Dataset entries
============

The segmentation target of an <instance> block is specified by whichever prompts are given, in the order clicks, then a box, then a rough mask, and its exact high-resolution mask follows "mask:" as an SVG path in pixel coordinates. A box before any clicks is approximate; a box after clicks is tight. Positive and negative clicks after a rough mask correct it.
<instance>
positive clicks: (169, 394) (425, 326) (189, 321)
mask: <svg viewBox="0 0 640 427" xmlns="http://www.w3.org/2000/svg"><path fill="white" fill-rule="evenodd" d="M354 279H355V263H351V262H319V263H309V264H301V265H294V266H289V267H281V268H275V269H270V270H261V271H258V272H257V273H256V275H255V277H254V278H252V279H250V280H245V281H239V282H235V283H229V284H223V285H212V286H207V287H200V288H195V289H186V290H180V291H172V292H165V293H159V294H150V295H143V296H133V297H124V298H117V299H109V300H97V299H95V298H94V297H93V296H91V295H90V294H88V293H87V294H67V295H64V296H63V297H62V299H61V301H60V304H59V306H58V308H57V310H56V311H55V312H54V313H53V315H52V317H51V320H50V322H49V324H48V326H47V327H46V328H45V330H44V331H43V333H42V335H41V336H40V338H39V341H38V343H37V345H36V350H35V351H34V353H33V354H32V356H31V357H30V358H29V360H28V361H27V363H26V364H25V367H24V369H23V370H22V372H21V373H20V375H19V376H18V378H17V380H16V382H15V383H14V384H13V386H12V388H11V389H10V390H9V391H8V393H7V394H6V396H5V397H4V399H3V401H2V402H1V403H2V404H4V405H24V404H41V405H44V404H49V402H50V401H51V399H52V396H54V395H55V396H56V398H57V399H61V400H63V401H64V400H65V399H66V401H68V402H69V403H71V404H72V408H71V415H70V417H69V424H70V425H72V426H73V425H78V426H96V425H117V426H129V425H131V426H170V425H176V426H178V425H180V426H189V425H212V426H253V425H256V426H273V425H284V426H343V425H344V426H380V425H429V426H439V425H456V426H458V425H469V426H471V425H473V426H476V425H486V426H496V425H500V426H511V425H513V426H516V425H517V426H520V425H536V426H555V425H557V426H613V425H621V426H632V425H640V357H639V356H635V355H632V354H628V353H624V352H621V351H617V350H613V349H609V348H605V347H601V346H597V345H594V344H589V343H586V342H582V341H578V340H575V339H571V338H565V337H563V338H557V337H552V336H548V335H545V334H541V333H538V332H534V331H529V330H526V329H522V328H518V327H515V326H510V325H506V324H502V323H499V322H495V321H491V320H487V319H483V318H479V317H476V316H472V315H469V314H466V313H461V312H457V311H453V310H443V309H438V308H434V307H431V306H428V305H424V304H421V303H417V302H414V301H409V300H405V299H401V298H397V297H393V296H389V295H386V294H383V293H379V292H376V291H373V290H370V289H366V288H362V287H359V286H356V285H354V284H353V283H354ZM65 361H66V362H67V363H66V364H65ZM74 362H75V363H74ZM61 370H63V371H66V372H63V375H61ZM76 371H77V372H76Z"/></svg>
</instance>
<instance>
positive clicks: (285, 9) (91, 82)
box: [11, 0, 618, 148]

============

What you should do: Convert the entries into a JSON list of strings, one string per line, leaving out blank lines.

Answer below:
[
  "The segmentation target of an <instance> block is specified by whichever prompts are given, in the order clicks, then a box, then a rough mask, and its exact high-resolution mask follows \"mask:\" as an SVG path in pixel coordinates. A box before any clicks is approximate; a box after clicks is tight. Positive and negative clicks after a rough mask correct it.",
  "<instance>",
  "positive clicks: (169, 394) (425, 326) (189, 321)",
  "mask: <svg viewBox=\"0 0 640 427\" xmlns=\"http://www.w3.org/2000/svg\"><path fill=\"white\" fill-rule=\"evenodd\" d=\"M354 279H355V263H351V262H319V263H309V264H301V265H294V266H289V267H281V268H275V269H270V270H261V271H258V272H257V273H256V275H255V277H254V278H252V279H250V280H245V281H239V282H235V283H229V284H223V285H212V286H207V287H200V288H195V289H186V290H180V291H172V292H165V293H159V294H150V295H143V296H133V297H124V298H117V299H109V300H97V299H95V298H94V297H93V296H91V295H90V294H88V293H87V294H67V295H64V296H63V297H62V299H61V301H60V304H59V306H58V308H57V310H56V311H55V312H54V313H53V315H52V317H51V320H50V322H49V324H48V326H47V327H46V328H45V330H44V331H43V333H42V335H41V336H40V338H39V341H38V343H37V345H36V350H35V351H34V353H33V354H32V356H31V357H30V358H29V360H28V361H27V363H26V364H25V367H24V369H23V370H22V372H21V373H20V375H19V376H18V378H17V380H16V382H15V383H14V384H13V386H12V388H11V389H10V390H9V391H8V393H7V394H6V396H5V397H4V399H3V401H2V402H1V403H2V404H4V405H24V404H41V405H44V404H49V402H50V401H51V399H52V396H54V395H55V396H56V398H57V399H61V400H63V401H64V400H65V399H66V401H68V402H69V403H71V404H72V408H71V415H70V417H69V424H70V425H72V426H73V425H78V426H96V425H117V426H129V425H131V426H170V425H176V426H178V425H180V426H189V425H212V426H253V425H256V426H273V425H284V426H343V425H344V426H380V425H429V426H439V425H456V426H458V425H469V426H471V425H473V426H476V425H486V426H496V425H500V426H511V425H513V426H516V425H517V426H520V425H536V426H555V425H557V426H613V425H621V426H632V425H640V357H639V356H635V355H632V354H628V353H624V352H621V351H617V350H613V349H609V348H605V347H601V346H597V345H594V344H589V343H586V342H582V341H578V340H575V339H571V338H565V337H563V338H557V337H552V336H548V335H545V334H541V333H538V332H534V331H529V330H526V329H522V328H518V327H515V326H510V325H506V324H502V323H499V322H495V321H491V320H487V319H483V318H479V317H476V316H472V315H469V314H466V313H461V312H457V311H453V310H443V309H438V308H434V307H431V306H428V305H424V304H421V303H417V302H414V301H409V300H405V299H401V298H397V297H393V296H389V295H386V294H383V293H379V292H376V291H373V290H370V289H366V288H362V287H359V286H356V285H354V284H353V283H354ZM65 361H66V362H67V363H66V364H65ZM74 362H75V363H74ZM61 370H63V371H66V372H63V375H61ZM76 371H77V372H76Z\"/></svg>",
  "</instance>",
  "<instance>",
  "positive clicks: (285, 9) (91, 82)",
  "box: [11, 0, 618, 148]"
]